PROBLEM DETAILS:
After finding the line with "Carefully inspect this image for every instance of the dense" in the data below, set down exactly each line through the one with "the horse's hoof.", inclusive, and stop there.

Data items

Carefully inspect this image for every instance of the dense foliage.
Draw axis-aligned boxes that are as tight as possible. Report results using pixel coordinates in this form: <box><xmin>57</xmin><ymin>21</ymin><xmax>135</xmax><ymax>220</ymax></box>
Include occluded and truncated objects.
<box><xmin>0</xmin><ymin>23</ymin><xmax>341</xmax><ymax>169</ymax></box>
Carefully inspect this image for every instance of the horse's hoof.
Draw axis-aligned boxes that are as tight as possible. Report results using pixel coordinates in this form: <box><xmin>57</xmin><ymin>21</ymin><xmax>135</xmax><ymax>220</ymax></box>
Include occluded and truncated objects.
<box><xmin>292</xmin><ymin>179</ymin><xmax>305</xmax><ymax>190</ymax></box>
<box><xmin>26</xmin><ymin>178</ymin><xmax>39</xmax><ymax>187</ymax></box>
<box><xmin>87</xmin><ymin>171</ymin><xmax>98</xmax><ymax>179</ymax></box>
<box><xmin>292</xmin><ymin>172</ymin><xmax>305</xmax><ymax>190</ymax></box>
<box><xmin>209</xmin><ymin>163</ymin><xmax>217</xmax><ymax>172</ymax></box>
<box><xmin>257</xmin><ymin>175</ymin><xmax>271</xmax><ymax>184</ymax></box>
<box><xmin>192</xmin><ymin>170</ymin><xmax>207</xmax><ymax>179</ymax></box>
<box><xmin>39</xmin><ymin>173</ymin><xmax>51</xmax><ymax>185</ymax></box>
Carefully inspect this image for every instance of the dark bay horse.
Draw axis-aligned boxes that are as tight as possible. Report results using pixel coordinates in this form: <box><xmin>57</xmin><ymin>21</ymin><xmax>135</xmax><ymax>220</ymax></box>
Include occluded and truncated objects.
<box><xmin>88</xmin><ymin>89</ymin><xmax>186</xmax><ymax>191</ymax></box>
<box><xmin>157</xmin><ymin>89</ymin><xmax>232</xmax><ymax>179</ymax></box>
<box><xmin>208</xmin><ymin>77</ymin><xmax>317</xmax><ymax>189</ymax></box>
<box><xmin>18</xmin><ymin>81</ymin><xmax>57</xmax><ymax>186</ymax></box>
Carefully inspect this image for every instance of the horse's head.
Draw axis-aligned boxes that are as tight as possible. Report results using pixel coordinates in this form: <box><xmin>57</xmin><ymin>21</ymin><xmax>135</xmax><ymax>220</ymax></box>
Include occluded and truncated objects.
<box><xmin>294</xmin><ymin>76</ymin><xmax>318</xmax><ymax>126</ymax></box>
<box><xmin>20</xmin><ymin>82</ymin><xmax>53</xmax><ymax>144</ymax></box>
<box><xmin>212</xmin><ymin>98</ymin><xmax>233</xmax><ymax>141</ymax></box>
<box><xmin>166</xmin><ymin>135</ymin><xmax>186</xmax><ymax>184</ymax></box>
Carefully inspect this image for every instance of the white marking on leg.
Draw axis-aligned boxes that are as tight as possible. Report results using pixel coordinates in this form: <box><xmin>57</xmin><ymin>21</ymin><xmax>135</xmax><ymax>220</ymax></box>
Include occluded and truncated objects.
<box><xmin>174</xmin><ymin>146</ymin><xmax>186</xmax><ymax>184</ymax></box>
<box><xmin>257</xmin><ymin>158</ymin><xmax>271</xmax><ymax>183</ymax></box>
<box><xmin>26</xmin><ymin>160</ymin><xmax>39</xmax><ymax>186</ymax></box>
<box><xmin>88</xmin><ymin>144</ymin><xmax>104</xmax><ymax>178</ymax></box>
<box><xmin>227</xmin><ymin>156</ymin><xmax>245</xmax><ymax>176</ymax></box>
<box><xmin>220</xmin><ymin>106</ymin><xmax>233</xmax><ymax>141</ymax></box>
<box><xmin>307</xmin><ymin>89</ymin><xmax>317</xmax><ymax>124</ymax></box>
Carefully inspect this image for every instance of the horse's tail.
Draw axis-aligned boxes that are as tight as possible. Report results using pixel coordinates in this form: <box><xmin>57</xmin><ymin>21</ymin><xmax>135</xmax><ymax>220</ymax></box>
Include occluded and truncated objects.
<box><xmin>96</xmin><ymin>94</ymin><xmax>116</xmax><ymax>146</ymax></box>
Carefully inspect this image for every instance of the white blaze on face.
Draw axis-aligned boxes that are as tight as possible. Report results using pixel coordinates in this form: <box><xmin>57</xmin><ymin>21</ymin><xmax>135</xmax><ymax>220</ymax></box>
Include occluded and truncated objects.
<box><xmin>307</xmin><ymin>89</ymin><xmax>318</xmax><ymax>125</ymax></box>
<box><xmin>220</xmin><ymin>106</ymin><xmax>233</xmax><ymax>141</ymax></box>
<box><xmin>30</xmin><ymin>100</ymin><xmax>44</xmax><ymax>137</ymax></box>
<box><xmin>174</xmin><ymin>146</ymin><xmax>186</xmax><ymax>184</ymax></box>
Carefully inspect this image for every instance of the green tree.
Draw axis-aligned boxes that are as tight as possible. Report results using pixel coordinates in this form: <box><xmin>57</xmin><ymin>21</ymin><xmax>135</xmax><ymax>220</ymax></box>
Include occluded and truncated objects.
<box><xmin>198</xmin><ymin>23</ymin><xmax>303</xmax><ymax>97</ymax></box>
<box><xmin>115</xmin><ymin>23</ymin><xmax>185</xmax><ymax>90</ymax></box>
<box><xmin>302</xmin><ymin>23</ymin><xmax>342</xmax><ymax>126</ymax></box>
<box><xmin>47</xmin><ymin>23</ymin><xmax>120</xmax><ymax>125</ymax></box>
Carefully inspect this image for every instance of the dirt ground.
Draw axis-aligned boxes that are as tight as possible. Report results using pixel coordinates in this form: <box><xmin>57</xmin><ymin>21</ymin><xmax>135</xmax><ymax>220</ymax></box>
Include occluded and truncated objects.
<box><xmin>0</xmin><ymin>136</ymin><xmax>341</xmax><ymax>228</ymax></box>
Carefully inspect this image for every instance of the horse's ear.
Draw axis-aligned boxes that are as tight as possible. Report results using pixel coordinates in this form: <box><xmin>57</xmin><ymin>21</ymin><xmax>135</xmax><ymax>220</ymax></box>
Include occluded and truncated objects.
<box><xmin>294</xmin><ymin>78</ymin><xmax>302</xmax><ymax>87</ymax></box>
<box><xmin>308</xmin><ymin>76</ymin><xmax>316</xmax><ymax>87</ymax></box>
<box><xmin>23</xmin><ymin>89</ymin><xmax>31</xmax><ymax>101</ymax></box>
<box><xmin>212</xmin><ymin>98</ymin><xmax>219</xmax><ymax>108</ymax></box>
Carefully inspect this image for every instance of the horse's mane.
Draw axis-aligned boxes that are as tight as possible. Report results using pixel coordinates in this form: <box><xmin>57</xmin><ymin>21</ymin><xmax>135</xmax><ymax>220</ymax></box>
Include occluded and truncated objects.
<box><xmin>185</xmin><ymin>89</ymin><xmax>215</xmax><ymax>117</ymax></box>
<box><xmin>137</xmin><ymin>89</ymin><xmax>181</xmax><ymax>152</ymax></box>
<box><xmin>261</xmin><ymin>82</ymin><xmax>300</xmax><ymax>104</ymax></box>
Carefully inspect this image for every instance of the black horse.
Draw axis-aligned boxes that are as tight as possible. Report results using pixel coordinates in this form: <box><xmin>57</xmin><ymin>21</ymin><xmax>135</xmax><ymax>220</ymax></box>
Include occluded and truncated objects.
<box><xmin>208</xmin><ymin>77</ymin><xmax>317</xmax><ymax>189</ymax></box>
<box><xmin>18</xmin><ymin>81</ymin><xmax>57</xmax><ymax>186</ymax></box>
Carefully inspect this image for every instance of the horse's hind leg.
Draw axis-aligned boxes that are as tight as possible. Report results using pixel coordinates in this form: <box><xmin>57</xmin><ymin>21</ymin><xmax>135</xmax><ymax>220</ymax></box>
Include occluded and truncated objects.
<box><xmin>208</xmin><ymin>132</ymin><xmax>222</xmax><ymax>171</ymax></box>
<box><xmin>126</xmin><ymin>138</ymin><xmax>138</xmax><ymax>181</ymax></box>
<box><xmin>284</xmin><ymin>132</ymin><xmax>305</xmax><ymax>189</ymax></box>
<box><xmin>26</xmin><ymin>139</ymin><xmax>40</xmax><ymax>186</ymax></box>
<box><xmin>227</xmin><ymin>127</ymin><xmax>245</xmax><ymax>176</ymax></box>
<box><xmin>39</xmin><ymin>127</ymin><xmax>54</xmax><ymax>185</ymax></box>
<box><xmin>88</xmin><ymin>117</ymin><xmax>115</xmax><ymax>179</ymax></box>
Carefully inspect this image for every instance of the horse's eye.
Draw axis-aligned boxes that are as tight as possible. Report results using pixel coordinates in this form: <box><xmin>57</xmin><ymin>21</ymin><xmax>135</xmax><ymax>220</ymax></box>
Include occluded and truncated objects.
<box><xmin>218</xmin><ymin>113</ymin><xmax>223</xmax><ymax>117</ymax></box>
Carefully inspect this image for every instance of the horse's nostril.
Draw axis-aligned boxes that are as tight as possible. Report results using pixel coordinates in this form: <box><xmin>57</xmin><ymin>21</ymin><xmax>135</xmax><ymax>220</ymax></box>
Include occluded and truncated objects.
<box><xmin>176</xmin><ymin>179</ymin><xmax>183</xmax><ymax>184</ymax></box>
* * *
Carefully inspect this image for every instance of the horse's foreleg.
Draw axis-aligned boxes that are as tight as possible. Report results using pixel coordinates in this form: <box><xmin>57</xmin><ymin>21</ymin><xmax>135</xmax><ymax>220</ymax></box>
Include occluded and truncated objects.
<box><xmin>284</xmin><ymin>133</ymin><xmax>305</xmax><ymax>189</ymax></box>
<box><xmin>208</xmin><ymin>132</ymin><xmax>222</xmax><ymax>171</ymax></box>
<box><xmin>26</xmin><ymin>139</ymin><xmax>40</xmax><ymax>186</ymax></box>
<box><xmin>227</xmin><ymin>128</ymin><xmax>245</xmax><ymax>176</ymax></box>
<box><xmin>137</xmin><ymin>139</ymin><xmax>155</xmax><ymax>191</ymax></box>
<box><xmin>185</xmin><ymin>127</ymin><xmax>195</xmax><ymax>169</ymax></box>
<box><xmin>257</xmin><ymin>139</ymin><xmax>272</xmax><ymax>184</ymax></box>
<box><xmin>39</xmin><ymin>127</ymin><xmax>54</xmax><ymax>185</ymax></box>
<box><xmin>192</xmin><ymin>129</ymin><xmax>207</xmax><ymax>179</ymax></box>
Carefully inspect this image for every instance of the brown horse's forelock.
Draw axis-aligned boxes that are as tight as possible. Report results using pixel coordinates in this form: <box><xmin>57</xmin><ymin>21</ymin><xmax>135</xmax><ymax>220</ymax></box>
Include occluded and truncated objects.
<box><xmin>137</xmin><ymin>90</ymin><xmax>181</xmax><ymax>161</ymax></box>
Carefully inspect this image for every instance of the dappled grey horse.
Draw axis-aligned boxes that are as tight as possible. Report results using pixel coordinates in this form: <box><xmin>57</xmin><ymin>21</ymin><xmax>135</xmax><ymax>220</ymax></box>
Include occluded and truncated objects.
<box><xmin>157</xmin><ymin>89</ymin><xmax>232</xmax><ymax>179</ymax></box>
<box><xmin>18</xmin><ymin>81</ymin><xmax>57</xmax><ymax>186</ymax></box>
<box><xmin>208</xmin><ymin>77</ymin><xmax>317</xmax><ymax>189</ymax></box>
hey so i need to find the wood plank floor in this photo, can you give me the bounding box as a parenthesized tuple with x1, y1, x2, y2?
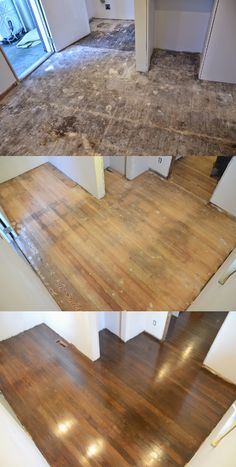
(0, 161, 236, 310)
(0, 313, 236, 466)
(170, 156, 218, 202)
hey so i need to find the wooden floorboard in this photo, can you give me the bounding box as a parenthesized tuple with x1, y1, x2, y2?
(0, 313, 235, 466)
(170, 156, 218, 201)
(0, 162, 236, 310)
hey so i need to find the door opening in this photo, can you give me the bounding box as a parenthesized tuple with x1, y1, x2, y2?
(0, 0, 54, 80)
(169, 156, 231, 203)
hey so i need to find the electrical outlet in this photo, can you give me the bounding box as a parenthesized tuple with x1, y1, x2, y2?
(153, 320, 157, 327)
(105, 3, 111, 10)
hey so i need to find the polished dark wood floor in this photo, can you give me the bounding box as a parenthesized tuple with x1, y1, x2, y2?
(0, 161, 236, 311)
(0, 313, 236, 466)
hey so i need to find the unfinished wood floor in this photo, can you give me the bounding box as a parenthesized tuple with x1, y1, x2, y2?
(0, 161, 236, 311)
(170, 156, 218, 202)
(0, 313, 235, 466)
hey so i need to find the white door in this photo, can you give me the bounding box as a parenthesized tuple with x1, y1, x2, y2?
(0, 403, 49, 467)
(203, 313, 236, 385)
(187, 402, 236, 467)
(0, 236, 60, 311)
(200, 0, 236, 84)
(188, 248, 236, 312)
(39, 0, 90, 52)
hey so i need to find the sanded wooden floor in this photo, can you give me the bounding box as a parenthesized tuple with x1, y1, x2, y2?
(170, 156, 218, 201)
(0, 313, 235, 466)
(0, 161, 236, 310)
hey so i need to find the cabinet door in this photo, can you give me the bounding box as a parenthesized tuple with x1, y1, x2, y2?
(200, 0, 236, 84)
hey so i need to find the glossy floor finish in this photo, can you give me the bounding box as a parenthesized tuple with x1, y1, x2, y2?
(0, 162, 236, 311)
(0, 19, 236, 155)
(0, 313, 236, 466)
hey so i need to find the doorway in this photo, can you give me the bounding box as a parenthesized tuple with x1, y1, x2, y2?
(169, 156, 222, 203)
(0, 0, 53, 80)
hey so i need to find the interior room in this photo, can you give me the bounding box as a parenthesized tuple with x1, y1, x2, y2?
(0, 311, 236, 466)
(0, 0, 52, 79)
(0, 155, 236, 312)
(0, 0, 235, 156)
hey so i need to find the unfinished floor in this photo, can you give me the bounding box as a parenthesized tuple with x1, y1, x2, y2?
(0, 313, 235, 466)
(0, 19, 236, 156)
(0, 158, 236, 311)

RESULT:
Carefully inspect this image for every instance of the dense foliage.
Draw axis-aligned boxes that are as tight as possible. Report results using pixel coordinates in this form: <box><xmin>57</xmin><ymin>21</ymin><xmax>135</xmax><ymax>220</ymax></box>
Include occluded and truncated objects.
<box><xmin>0</xmin><ymin>23</ymin><xmax>341</xmax><ymax>169</ymax></box>
Carefully inspect this image for every instance of the horse's hoof.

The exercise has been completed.